About Keena Kincaid


Blame the stolen stones. While hiking along Hadrian’s Wall in northern Britain a few years ago, Keena Kincaid stopped at a pub for a bite and pint and noticed what looked suspiciously like Roman-cut stones in the foundation. She wondered what stories they’d tell if they could. ANAM CARA came to life that afternoon, anchored by its setting in a then 1000-year-old pub.

Keena was born in Dayton, Ohio, and moved with her family to a farm slightly to the left of nowhere when she was four. She grew up with pigs, cows, brothers and a half-broke pony named Star. She learned to read by picking words out of an old history book that vividly recounted the past through short stories centered on children of the age: The Grecian slave boy. The girl from Pompeii. The knight’s squire in England.

The stories stayed with her. She studied history, English and philosophy in college, earning a bachelor’s degree in history at Wittenberg University in Springfield, Ohio. She studied medieval history in graduate school at Miami University in Oxford, Ohio, and still keeps up with academic research through the Medieval Academy of America.

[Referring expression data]
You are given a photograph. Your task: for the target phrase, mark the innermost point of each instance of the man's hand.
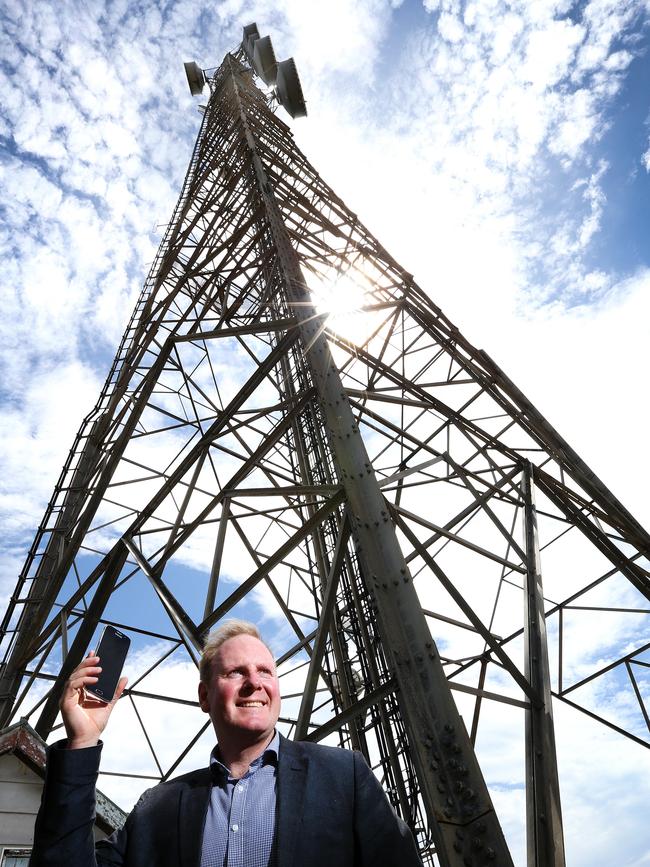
(84, 716)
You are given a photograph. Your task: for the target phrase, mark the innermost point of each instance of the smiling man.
(264, 801)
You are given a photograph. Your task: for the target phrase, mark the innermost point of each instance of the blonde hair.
(228, 629)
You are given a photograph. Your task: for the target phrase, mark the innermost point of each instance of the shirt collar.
(270, 755)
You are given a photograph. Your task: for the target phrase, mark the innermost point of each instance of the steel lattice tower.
(378, 485)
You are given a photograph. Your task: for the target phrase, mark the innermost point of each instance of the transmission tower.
(415, 534)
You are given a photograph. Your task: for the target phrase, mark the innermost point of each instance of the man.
(263, 802)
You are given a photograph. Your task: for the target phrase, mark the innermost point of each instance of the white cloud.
(449, 153)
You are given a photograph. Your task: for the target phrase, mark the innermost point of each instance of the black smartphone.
(111, 650)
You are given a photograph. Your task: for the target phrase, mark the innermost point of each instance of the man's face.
(243, 693)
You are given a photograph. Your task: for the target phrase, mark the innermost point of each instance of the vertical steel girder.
(354, 479)
(543, 809)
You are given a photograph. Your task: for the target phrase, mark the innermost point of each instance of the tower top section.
(281, 76)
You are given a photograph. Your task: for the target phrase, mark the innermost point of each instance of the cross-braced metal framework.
(370, 484)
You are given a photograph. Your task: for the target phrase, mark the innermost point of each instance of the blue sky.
(499, 150)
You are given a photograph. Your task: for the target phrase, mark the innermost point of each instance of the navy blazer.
(330, 810)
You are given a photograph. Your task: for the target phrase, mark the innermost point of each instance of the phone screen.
(111, 650)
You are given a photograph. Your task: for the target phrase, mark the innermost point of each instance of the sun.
(342, 299)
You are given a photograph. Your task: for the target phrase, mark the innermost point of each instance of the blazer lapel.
(293, 766)
(191, 817)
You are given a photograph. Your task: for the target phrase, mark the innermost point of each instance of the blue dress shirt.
(240, 823)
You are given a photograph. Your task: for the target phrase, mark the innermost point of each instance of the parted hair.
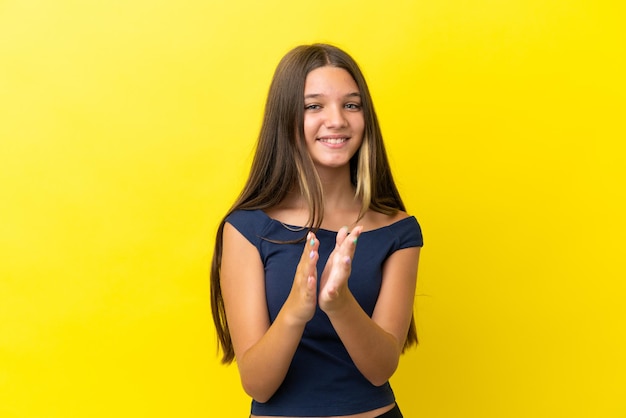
(281, 163)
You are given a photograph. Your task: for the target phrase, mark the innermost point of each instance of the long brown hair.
(282, 162)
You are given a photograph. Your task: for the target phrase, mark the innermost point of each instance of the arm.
(375, 343)
(263, 351)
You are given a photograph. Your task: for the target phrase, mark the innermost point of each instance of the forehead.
(328, 80)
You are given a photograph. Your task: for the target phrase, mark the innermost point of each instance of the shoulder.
(375, 220)
(249, 223)
(401, 227)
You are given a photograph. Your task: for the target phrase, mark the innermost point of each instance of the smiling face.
(333, 117)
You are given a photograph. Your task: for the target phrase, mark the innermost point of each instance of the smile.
(333, 141)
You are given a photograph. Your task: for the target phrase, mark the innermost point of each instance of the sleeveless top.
(322, 379)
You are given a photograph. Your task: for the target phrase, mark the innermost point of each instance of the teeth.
(333, 140)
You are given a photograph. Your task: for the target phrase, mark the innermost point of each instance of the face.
(333, 117)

Work order A
According to the Keena Kincaid biography, where did she earn her bachelor's degree in history?
Work order B
Retype the stretch of the Keena Kincaid biography from "About Keena Kincaid" through "squire in England.".
Work order C
Continue the Keena Kincaid biography from where it stops.

Task response A
Wittenberg University in Springfield, Ohio.

Task response B
About Keena Kincaid


Blame the stolen stones. While hiking along Hadrian’s Wall in northern Britain a few years ago, Keena Kincaid stopped at a pub for a bite and pint and noticed what looked suspiciously like Roman-cut stones in the foundation. She wondered what stories they’d tell if they could. ANAM CARA came to life that afternoon, anchored by its setting in a then 1000-year-old pub.

Keena was born in Dayton, Ohio, and moved with her family to a farm slightly to the left of nowhere when she was four. She grew up with pigs, cows, brothers and a half-broke pony named Star. She learned to read by picking words out of an old history book that vividly recounted the past through short stories centered on children of the age: The Grecian slave boy. The girl from Pompeii. The knight’s squire in England.

Task response C
After honing her writing skills as a newspaper reporter and editor, she switched to public relations and began writing fiction. Career honors include writing awards from the Society of Professional Journalists, Gannett newspapers and the Associated Press.

She inherited the family’s nomadic gene and has lived in Ohio, Indiana, New York, Missouri and North Carolina, with short stops in even more places along the way. She currently lives in Illinois, but says that could change any day.

When not working or writing romance, Keena regales her niece and nephews with stories of quick-thinking ladies, mathematically challenged knights, and ill-mannered dragons that chew with their mouths open.